SUPPLIED MATERIAL —
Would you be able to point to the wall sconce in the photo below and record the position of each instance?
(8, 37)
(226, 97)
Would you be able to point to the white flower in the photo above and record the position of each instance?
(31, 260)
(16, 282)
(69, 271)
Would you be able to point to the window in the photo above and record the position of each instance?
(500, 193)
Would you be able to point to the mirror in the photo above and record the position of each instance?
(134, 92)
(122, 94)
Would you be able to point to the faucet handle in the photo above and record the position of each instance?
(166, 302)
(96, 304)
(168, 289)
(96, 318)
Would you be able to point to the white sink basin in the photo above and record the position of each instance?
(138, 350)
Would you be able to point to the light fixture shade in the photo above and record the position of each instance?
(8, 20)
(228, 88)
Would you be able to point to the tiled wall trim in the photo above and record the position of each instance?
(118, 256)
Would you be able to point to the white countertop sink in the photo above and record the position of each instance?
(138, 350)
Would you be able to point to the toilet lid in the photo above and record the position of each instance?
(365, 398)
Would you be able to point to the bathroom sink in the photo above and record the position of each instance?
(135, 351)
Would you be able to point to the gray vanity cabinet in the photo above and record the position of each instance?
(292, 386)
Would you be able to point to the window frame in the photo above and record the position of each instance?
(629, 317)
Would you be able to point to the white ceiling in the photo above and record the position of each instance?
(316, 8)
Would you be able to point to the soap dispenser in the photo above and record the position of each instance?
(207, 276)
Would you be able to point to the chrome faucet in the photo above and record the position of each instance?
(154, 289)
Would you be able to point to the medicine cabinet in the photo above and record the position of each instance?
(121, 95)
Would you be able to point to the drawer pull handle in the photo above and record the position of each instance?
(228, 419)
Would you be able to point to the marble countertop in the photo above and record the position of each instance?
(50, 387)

TASK GOAL — Can you quote each of the rows above word for word, in their original order?

RIGHT ANSWER —
Would you be able to point to the wall sconce in the photo below and record the position of each instance?
(8, 37)
(226, 97)
Would you be able to point to the white flower in the photo above and record the position of each instance?
(31, 260)
(16, 282)
(69, 271)
Would you be able to point to the window in the photo above and record the position of each instance?
(500, 193)
Would you be able to point to the mirror in the photo above and record the position of each instance?
(134, 92)
(122, 94)
Would you be able to point to the faucet handle in the photo above and record the position of each instance?
(166, 302)
(96, 304)
(168, 289)
(96, 318)
Would you be able to point to the white sink basin in the photo above and record the position of each instance?
(138, 350)
Would you be able to point to the light fixture shade in the photo above and record the position of each instance?
(8, 20)
(228, 88)
Would you be able to point to the tiled wall trim in the photo above and record the position of each instance?
(118, 256)
Would you be able to point to the white countertop sink in the photo above and record the position of each instance?
(138, 350)
Would you be able to point to the toilet lid in the photo above and record the position of each instance?
(365, 398)
Would you be able to point to the bathroom sink in the photo above and record the position of each instance?
(135, 351)
Would you be able to point to the gray vanity cabinet in the photo above and record the position of each instance?
(292, 386)
Would you be able to point to the window frame in the photo above and record the position of each instance?
(629, 317)
Would you be able to point to the white ceiling in the photo above and record the position of each instance?
(316, 8)
Would you be able to point to the soap dispenser in the photo above and record the position of each instance?
(207, 276)
Would you be able to point to the chrome faucet in the photo above and record the position of each instance?
(154, 289)
Would you be able to point to the medicine cabinet in the photo above and record the position of each instance?
(121, 95)
Would you be able to point to the drawer pull handle in the photo above and record the position of each instance?
(228, 419)
Would you be able to point to the marble countertop in the photo above and record the position of each instance?
(50, 387)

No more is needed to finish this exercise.